Task goal — Give the whole listing again, exactly as written.
= = = = = = =
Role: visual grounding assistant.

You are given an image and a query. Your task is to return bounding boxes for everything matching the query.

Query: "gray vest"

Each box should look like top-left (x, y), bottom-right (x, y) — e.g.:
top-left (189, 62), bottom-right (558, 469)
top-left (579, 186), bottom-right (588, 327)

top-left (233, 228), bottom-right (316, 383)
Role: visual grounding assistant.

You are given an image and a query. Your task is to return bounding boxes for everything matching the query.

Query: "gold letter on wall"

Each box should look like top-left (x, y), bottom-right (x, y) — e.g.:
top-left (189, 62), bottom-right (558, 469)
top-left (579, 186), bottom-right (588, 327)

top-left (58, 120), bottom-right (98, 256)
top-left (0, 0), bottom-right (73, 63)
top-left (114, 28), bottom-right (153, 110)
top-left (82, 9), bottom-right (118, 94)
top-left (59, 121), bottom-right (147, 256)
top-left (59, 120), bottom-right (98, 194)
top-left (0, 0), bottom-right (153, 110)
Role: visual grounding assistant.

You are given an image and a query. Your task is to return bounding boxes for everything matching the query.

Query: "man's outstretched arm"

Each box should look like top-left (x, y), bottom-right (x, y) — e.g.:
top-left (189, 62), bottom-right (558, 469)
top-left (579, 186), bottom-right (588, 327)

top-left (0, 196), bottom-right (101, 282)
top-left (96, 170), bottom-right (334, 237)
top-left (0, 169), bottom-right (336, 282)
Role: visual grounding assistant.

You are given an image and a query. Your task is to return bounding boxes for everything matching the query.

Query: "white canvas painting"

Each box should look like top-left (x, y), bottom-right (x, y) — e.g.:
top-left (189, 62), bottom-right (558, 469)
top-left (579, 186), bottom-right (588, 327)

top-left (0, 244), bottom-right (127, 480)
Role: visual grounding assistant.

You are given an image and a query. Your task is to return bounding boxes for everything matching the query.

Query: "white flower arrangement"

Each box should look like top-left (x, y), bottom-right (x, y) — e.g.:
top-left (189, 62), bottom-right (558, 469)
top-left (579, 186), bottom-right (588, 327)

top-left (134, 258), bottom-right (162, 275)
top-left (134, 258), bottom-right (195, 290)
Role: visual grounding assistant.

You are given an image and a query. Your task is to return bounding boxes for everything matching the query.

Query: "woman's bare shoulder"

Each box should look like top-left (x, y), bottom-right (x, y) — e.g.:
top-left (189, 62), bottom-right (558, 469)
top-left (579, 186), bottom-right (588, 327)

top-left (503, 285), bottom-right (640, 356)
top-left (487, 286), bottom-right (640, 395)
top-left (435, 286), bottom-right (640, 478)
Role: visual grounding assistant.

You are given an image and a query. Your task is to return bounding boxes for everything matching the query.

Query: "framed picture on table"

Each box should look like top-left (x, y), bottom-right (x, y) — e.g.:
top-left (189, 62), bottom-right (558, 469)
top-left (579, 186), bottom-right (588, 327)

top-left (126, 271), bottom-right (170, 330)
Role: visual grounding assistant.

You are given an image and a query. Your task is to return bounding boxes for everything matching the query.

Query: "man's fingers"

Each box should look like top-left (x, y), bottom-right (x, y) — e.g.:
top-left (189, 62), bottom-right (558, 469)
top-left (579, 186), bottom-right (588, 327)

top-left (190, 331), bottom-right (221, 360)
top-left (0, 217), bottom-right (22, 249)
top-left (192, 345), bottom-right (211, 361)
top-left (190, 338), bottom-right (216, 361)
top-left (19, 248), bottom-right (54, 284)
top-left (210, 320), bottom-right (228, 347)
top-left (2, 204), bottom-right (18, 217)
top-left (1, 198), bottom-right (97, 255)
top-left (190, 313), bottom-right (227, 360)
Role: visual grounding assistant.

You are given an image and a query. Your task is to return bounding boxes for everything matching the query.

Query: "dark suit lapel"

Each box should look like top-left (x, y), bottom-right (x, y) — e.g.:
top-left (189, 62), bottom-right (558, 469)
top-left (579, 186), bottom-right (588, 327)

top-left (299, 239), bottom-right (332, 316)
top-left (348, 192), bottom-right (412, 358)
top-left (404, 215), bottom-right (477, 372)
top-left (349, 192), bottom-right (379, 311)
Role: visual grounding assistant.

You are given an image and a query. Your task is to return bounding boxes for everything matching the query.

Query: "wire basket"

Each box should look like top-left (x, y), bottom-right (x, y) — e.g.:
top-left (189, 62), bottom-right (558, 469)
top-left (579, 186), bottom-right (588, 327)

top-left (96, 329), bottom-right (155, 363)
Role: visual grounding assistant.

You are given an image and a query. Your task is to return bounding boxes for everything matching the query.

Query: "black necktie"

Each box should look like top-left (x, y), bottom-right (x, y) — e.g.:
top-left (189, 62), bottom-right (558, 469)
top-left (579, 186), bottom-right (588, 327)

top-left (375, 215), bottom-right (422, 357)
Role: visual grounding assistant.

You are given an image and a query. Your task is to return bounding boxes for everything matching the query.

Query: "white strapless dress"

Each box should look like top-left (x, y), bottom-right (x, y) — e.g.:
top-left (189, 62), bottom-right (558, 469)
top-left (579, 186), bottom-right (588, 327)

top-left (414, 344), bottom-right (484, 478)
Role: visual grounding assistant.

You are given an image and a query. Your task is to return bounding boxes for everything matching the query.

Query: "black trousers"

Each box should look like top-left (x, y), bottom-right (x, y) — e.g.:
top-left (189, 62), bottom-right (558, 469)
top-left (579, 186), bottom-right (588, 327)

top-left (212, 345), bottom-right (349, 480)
= = = = = = =
Written response —
Role: visual grounding assistant.

You are given an image and a query. Your task is to return bounding boxes for everything matching the query.

Query: "gray vest"

Each box should look like top-left (x, y), bottom-right (x, y) — e.g.:
top-left (189, 62), bottom-right (558, 469)
top-left (579, 186), bottom-right (588, 327)

top-left (233, 228), bottom-right (316, 383)
Role: visual grounding assistant.

You are given an image and a query. Your task is to return bounding boxes for everything matching the query.

Query: "gold letter on wall"

Each box should look like top-left (x, y), bottom-right (x, y) — e.g.:
top-left (189, 62), bottom-right (558, 469)
top-left (579, 186), bottom-right (588, 327)

top-left (58, 120), bottom-right (98, 256)
top-left (0, 0), bottom-right (73, 63)
top-left (114, 28), bottom-right (153, 110)
top-left (82, 9), bottom-right (118, 94)
top-left (59, 121), bottom-right (147, 256)
top-left (59, 120), bottom-right (98, 194)
top-left (0, 0), bottom-right (153, 110)
Role: visual grounding assistant.

You are given an image and a query. Your task is to return bounding boxes for everything matching the query.

Query: "man's outstretched arm"

Each box should look like top-left (x, y), bottom-right (x, y) — e.g.:
top-left (189, 62), bottom-right (558, 469)
top-left (579, 186), bottom-right (588, 327)

top-left (0, 196), bottom-right (101, 282)
top-left (96, 170), bottom-right (334, 237)
top-left (0, 169), bottom-right (336, 282)
Role: visual grounding assistant.

You are given an image and a query. Your task is to return bounding boxes for everything matching the query.

Query: "white canvas painting"

Each box should look like top-left (x, y), bottom-right (x, y) — e.g.:
top-left (189, 62), bottom-right (558, 469)
top-left (579, 186), bottom-right (588, 327)

top-left (0, 244), bottom-right (127, 480)
Role: visual grounding assistant.

You are given an image and a query. Your task is to return bounding boxes for everything matching the query.

Query: "white flower arrangement"

Each box should look like top-left (x, y), bottom-right (x, y) — e.g.:
top-left (189, 62), bottom-right (558, 469)
top-left (579, 186), bottom-right (588, 327)

top-left (134, 258), bottom-right (162, 275)
top-left (134, 258), bottom-right (195, 290)
Role: visual grounding assistant.

You are given an image and a query. Your task is to return bounding boxes for everything matching the query.

Query: "woman's bare shoulder"

Each box should look like top-left (x, y), bottom-right (x, y) — e.g.:
top-left (189, 62), bottom-right (558, 469)
top-left (579, 186), bottom-right (588, 327)

top-left (503, 285), bottom-right (640, 356)
top-left (487, 286), bottom-right (640, 395)
top-left (435, 286), bottom-right (640, 478)
Role: visual grounding assistant.

You are given an image and a query. Your task is to return bounding boxes for everything matching the query.

Query: "framed picture on table"

Each box should look like top-left (x, y), bottom-right (x, y) — e.g.:
top-left (189, 62), bottom-right (558, 469)
top-left (579, 186), bottom-right (588, 327)

top-left (126, 271), bottom-right (170, 330)
Role: visual grounding assistant.

You are given an image and a query. Your task is to return bounding boxes for everything matching the query.

Query: "man's fingers"

Each box should look like top-left (x, y), bottom-right (x, y) — e.g.:
top-left (189, 62), bottom-right (558, 469)
top-left (579, 186), bottom-right (588, 327)

top-left (190, 331), bottom-right (221, 360)
top-left (0, 217), bottom-right (22, 249)
top-left (192, 345), bottom-right (211, 361)
top-left (190, 338), bottom-right (216, 361)
top-left (19, 248), bottom-right (54, 284)
top-left (210, 320), bottom-right (228, 347)
top-left (2, 204), bottom-right (18, 217)
top-left (1, 198), bottom-right (97, 255)
top-left (190, 313), bottom-right (227, 360)
Role: visual grounding assistant.

You are given an image and a query. Your task is to return bounding boxes for everything matching the query.

Query: "dark suit lapel"

Each box should look like top-left (x, y), bottom-right (x, y) — e.g.:
top-left (189, 62), bottom-right (558, 469)
top-left (579, 186), bottom-right (588, 327)

top-left (299, 239), bottom-right (332, 316)
top-left (348, 192), bottom-right (412, 358)
top-left (404, 215), bottom-right (477, 372)
top-left (349, 192), bottom-right (379, 311)
Role: visual grounding assistant.

You are given an image and a query. Your task is to return bounding boxes for everything matching the query.

Query: "wire basket"

Each box should look like top-left (x, y), bottom-right (x, y) — e.g.:
top-left (189, 62), bottom-right (558, 469)
top-left (579, 186), bottom-right (588, 327)

top-left (96, 329), bottom-right (155, 363)
Role: visual grounding assistant.

You are given an image and a query. Your task is to return bounding boxes for everything matching the query.

Query: "black necktie"

Each box should look like top-left (x, y), bottom-right (x, y) — e.g.:
top-left (189, 62), bottom-right (558, 469)
top-left (579, 186), bottom-right (588, 327)

top-left (375, 215), bottom-right (422, 357)
Role: visual grounding assistant.

You are given an image and a query. Your task is to return bounding boxes for everything matching the query.

Query: "white strapless dress"

Each box should look like top-left (x, y), bottom-right (x, y) — e.g.:
top-left (189, 62), bottom-right (558, 469)
top-left (579, 186), bottom-right (588, 327)

top-left (414, 344), bottom-right (484, 478)
Role: visual grounding assistant.

You are given an image and a query. Your task is to return bounding boxes for everything matching the query.

Query: "black trousers"

Each box should look like top-left (x, y), bottom-right (x, y) — e.g.:
top-left (189, 62), bottom-right (558, 469)
top-left (579, 186), bottom-right (588, 327)

top-left (212, 345), bottom-right (349, 480)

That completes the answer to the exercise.